▶ DIRECTIONS: Produce a verbatim transcription of the entries, with all pictures omitted.

(Stored records)
━━━━━━━━━━━━━━━━━━━━
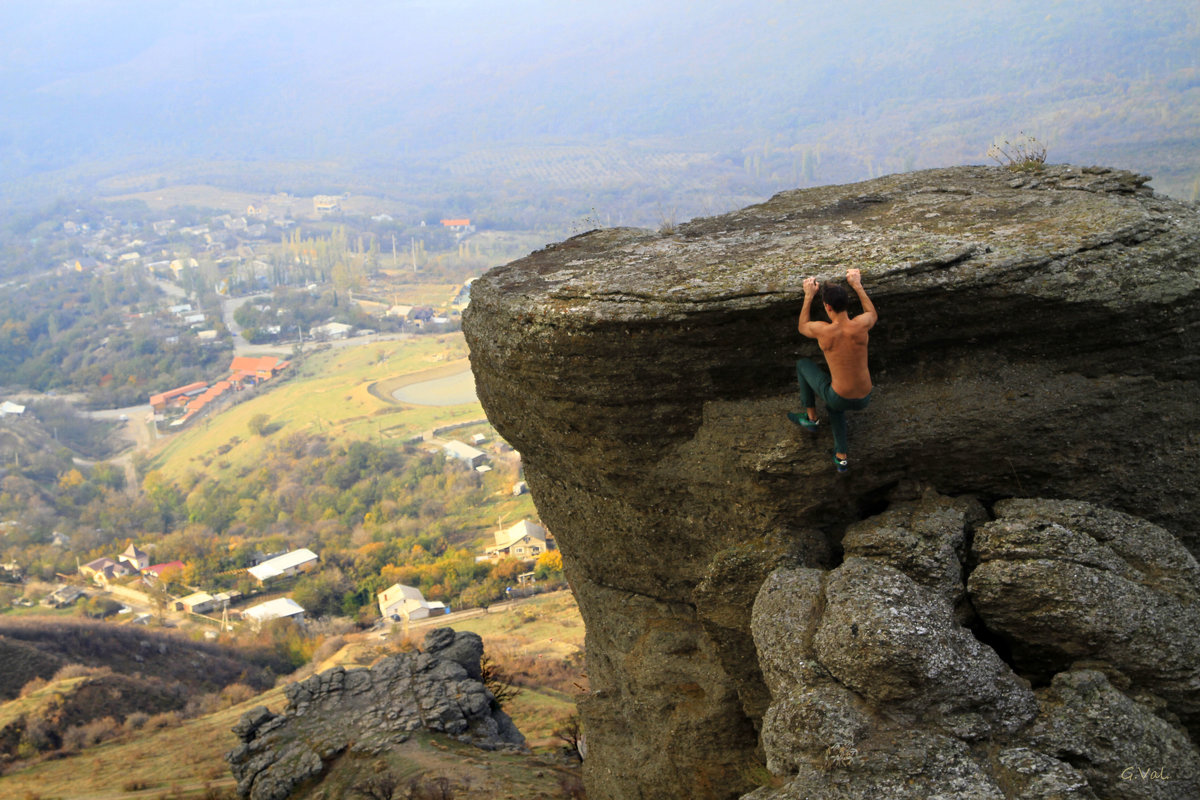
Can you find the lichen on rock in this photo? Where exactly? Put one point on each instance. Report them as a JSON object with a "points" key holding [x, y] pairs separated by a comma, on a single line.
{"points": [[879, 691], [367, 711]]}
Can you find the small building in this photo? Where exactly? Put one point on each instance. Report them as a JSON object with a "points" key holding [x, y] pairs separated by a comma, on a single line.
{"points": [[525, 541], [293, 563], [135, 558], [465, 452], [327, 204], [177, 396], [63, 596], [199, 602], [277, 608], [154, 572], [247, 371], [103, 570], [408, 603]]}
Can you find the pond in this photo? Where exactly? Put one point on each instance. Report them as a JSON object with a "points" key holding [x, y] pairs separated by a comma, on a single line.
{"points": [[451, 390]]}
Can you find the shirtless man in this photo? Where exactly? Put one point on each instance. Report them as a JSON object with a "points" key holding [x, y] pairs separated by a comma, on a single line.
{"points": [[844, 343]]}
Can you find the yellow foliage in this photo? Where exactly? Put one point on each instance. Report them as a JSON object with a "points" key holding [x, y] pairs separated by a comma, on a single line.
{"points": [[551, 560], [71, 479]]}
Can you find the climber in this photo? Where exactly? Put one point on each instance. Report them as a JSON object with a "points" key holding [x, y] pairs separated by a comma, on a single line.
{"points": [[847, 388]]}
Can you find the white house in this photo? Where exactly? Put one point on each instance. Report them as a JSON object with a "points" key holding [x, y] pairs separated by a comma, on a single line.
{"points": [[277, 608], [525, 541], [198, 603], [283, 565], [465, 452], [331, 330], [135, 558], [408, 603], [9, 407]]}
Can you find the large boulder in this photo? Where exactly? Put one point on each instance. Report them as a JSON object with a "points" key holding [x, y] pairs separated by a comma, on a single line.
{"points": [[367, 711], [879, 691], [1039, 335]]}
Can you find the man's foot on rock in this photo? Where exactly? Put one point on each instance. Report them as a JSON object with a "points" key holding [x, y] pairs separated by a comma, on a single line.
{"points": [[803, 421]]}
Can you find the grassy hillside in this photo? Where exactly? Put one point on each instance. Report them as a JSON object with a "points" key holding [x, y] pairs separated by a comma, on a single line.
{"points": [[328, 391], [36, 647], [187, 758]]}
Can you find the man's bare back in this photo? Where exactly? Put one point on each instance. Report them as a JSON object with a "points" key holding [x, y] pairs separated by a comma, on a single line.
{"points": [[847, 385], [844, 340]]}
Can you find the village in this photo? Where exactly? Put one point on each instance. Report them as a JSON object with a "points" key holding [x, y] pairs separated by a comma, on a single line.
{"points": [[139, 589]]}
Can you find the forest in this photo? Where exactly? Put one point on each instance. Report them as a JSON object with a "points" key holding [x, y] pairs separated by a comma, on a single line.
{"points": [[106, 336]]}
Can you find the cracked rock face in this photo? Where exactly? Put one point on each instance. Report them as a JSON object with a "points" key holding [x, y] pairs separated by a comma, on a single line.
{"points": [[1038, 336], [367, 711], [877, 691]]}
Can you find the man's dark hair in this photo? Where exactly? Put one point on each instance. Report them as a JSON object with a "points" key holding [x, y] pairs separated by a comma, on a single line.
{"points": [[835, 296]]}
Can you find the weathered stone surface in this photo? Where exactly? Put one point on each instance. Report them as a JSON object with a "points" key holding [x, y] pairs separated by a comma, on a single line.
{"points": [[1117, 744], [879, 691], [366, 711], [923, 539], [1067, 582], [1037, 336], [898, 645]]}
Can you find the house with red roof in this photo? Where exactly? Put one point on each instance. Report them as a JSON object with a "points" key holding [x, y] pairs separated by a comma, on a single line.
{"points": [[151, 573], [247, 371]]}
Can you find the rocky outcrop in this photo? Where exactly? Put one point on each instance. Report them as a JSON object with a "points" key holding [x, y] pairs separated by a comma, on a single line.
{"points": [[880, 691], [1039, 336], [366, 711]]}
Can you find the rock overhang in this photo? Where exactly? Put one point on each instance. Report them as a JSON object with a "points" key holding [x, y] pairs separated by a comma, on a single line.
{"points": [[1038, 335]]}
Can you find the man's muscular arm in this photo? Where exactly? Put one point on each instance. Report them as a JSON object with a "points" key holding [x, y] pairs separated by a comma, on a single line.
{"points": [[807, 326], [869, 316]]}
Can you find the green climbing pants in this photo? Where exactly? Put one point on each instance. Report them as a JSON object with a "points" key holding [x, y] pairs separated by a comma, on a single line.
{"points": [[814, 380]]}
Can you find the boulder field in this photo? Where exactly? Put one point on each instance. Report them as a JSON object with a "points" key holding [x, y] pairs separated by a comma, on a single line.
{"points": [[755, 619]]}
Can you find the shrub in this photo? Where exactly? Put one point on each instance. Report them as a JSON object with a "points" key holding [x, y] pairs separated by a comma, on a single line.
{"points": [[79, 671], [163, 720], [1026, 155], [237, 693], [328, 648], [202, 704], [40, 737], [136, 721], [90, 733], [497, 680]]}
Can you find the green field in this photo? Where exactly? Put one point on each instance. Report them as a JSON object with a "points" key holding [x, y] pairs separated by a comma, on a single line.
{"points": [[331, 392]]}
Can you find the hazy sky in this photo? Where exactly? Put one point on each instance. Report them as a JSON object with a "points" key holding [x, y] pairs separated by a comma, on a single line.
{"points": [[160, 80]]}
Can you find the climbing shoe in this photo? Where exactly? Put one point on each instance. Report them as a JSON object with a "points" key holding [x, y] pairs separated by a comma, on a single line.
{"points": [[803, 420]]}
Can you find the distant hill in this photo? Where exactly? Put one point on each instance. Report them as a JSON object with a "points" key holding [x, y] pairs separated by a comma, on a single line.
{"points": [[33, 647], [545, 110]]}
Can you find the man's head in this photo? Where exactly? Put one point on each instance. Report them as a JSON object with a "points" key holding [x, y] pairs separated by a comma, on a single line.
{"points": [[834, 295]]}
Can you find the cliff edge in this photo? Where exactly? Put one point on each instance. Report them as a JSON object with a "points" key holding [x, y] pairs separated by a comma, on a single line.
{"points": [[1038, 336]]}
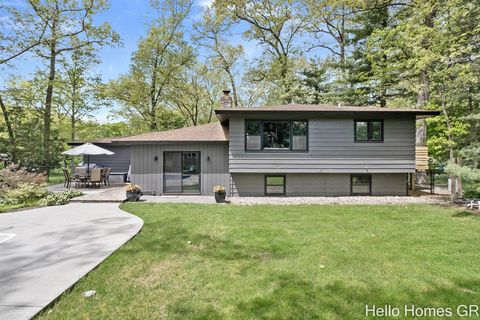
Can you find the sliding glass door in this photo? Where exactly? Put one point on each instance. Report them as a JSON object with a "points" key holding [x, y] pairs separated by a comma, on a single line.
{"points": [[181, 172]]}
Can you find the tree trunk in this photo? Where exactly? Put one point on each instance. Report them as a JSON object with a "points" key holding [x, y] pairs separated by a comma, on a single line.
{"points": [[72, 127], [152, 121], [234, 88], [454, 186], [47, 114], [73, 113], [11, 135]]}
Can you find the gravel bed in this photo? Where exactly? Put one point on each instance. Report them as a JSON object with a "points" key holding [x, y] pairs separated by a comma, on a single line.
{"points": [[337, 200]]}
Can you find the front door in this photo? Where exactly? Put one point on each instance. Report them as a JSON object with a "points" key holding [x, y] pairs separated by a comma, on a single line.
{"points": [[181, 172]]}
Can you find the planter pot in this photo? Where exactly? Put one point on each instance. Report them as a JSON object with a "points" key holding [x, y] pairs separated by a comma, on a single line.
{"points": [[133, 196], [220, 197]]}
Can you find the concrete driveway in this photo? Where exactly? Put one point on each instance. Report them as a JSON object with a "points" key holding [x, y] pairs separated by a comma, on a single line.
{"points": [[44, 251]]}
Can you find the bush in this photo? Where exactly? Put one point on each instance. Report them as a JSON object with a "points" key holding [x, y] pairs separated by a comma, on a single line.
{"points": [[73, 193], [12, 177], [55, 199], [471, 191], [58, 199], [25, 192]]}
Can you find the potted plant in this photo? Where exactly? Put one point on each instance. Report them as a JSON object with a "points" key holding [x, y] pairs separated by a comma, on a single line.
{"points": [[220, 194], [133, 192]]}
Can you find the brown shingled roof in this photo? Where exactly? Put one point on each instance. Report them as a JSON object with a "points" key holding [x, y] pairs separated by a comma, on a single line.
━━━━━━━━━━━━━━━━━━━━
▶ RESULT OF THIS TASK:
Can you find the lichen on rock in this photo? Where exactly? Put one point on each instance. Report them as a JSON object with a "points" key holding [x, y] pairs separated by a comma, on a single line.
{"points": [[879, 691], [367, 711]]}
Can you find the small building in this photo? Where exactly? Put one point on each instance. Report them as a JSON object with a "points" key holding [x, y] pairs separated by a comma, on a single line.
{"points": [[525, 541], [293, 563], [135, 558], [465, 452], [327, 204], [177, 396], [63, 596], [199, 602], [277, 608], [154, 572], [247, 371], [103, 570], [408, 603]]}
Can you find the pond in this photo? Where exactly? Put one point on each instance. Report them as a JSON object with a "points" key holding [x, y] pairs separated by a comma, on a single line.
{"points": [[451, 390]]}
Can you find the shirtless man in this photo? Where exactly? Put one point on each instance. Report them as a JSON object with a "points" key holding [x, y] pairs separated by a comma, on a single line.
{"points": [[844, 343]]}
Can you find the yellow foliage in this photo? Where exactly? Put one point on each instance. Report them as a JSON object with a "points" key holding [x, y] pairs separated by a comma, on a single line.
{"points": [[551, 560], [71, 479]]}
Can you find the climber in this photo? Where exactly? Put one point on each instance. Report them as a JSON object with a "points" key holding [x, y] pairs separated by a comma, on a single line.
{"points": [[847, 388]]}
Can you find the white house in this photo? Where exactly? Put one point on each instance. Report them as a JSON object with a "points" key holding [x, y] pairs separated by a comma, on a single line.
{"points": [[277, 608], [525, 541], [198, 603], [283, 565], [465, 452], [331, 330], [135, 558], [408, 603], [9, 407]]}
Can you find the large boulder in this photo? Where exactly? Put one point on each instance. Report them as a JSON object with a "points" key holding [x, y] pairs separated by a comma, on a single line.
{"points": [[367, 711], [879, 691], [1039, 335]]}
Can you find the man's foot on rock in this photo? Where exactly? Put one point on each instance. Report them as a JSON object with a "points" key holding [x, y] pairs separated by a comma, on a single line.
{"points": [[803, 421]]}
Can you find the grassy hillside in this photo? Where exactly? Put one point on each instance. Report them as a JSON object with a "points" key holding [x, y] pairs separated by a comma, on a single line.
{"points": [[328, 391], [36, 647], [187, 758]]}
Can you find the man's bare back in this photo? Where exactly? Put one point on each instance. Report them as a JSON object with a "points" key holding [x, y] pairs separated by a comma, on a single line.
{"points": [[847, 385], [844, 340]]}
Can you find the village in this photo? Where exactly? Put one point on each instance. Report them as a JSON object with a "points" key holding [x, y] pairs separated by a comma, on a single line.
{"points": [[139, 589]]}
Can you find the forest in this photo? Where exactly? Put one point on each instance. Report them as a JSON object with a "points" key holding [x, y] pairs separated by a comma, on a single line.
{"points": [[106, 336]]}
Can you find the cracked rock face in this photo? Where exactly? Put one point on each instance. Report them as a JSON object with a "points" key holding [x, y] pairs separated by a comma, on a single line.
{"points": [[1038, 336], [367, 711], [877, 691]]}
Can you find the man's dark hair in this photo? Where exactly? Put one point on each instance. Report them as a JSON object with a "points" key holding [x, y] pairs separated by a comma, on a single line.
{"points": [[835, 296]]}
Can you find the weathered stone surface in this photo? Where exactly? Put one point on each instance. Report them as a JSON object with a "points" key holding [x, y] pairs separated by a comma, on a single line.
{"points": [[1117, 744], [879, 691], [366, 711], [923, 539], [1067, 582], [1037, 336], [898, 645]]}
Can you find the house with red roof in this photo? Where exactly? Put one point on each instance. Report them as a JSON object with a "points" key holding [x, y] pairs separated by a comma, on a single line.
{"points": [[151, 573], [247, 371]]}
Can you find the rocky outcrop in this photo? Where exactly? Put one point on each instance. Report them as a JSON object with a "points" key holding [x, y] pairs separated by a comma, on a single line.
{"points": [[880, 691], [1039, 336], [366, 711]]}
Can you find the rock overhang in this photo? Where exactly? Put one point on each instance. Report them as a JSON object with a "points" key holding [x, y] pairs separated by a comma, on a single line.
{"points": [[1038, 335]]}
Can you find the man's muscular arm in this photo? Where exactly? Put one point on each instance. Report them as a JSON object with a "points" key holding [x, y] pairs separated by a comma, on a single line.
{"points": [[807, 326], [869, 316]]}
Can you find the green climbing pants in this photo? Where exactly? Put one point on each instance. Report them as a JSON object with a "points" key holding [x, y] pairs separated by a comma, on a single line.
{"points": [[814, 380]]}
Can you find the boulder field in this photo? Where exactly? Put one point on each instance. Report them as a JSON object with a "points" key holding [x, y] pairs separated by a comma, on a single line.
{"points": [[755, 619]]}
Can you find the shrub in this photo? Where exactly? Put one point on each instance. Report them as a JSON object with a "points" key holding [x, y] pairs separated by a comma, on a single line.
{"points": [[79, 671], [163, 720], [1026, 155], [237, 693], [328, 648], [202, 704], [40, 737], [136, 721], [90, 733], [497, 680]]}
Can you find the green field in this photo? Where exactly? Put one point on each instance. Report them as a JSON object with a "points" key holding [x, y] pairs separated by a comma, on a single line.
{"points": [[331, 392]]}
Can you find the hazy sky in this photo? Where exactly? Put one point on each instance. Report them as a JSON object with a "points" key holding [x, y] pairs separated by a comma, on a single line.
{"points": [[160, 80]]}
Can you find the climbing shoe in this photo? Where exactly? Put one point on each instance. Report them as a JSON object with a "points" key holding [x, y] pairs separated by a comma, on a single line.
{"points": [[803, 420]]}
Can you find the distant hill in this photo? Where exactly? Put one point on each instance. Report them as a JSON object with a "points" key holding [x, y] pairs separated by a comma, on a single line.
{"points": [[33, 647], [545, 110]]}
Can you find the man's head in this photo? Where exactly? Put one point on each instance. Report them as a JSON object with a "points" key holding [x, y] pairs separated by a comma, on a single line.
{"points": [[834, 295]]}
Can you find the cliff edge in this photo? Where exactly? Put one point on each instance. Report them as a JSON object with a "points" key holding [x, y] pairs separated by a comma, on a single line.
{"points": [[1038, 336]]}
Can you find the sliding glass door in this photo? Where exactly? Put one point on each instance. Report them as a JSON object with a "points" key holding [x, y] pairs separated by a comma, on a single line.
{"points": [[181, 172]]}
Can you find the tree trunk in this photo? Where exactly? Put one point on each instance. Report them as a JSON object with a "points" key holding [x, y] pairs separated by a comma, on a single line.
{"points": [[72, 127], [152, 121], [234, 88], [454, 186], [47, 114], [73, 113], [11, 135]]}
Can you find the gravel bed in this photo? Where exactly? Put one point on each instance. Report them as a JSON object with a "points" key holding [x, y] pairs separated by a comma, on a single line.
{"points": [[337, 200]]}
Can you find the front door in this photo? Where exactly? Put one point on each instance. Report them as a JSON object with a "points" key holding [x, y] pairs separated by a comma, on a single line.
{"points": [[181, 172]]}
Can you find the planter pot in this photo? Where exactly? Put one point on each instance. Report them as a JSON object with a "points" key holding [x, y] pairs separated by a comma, on a single line.
{"points": [[133, 196], [220, 197]]}
Can you find the concrete driveway in this photo? Where exactly? Put one point on each instance. Report them as a JSON object with a "points" key holding [x, y] pairs separated by a comma, on a single line.
{"points": [[44, 251]]}
Can you find the bush in this photo? Where exactly? Put one point on each instance. Report them as a JSON object with a "points" key holding [x, y] pairs separated by a comma, on a single line.
{"points": [[73, 193], [12, 177], [55, 199], [471, 191], [58, 199], [25, 192]]}
Can you find the potted plant in this photo? Where exactly? Put one point on each instance. Report them as a JSON object with a "points" key holding [x, y] pairs separated by a comma, on a single line.
{"points": [[220, 194], [133, 192]]}
Can you find the brown shingled roof in this photo? Where exactly? Put one point on each instance. Report them as a JSON object with a "points" key holding [x, y] pairs separated by a comma, on a single line.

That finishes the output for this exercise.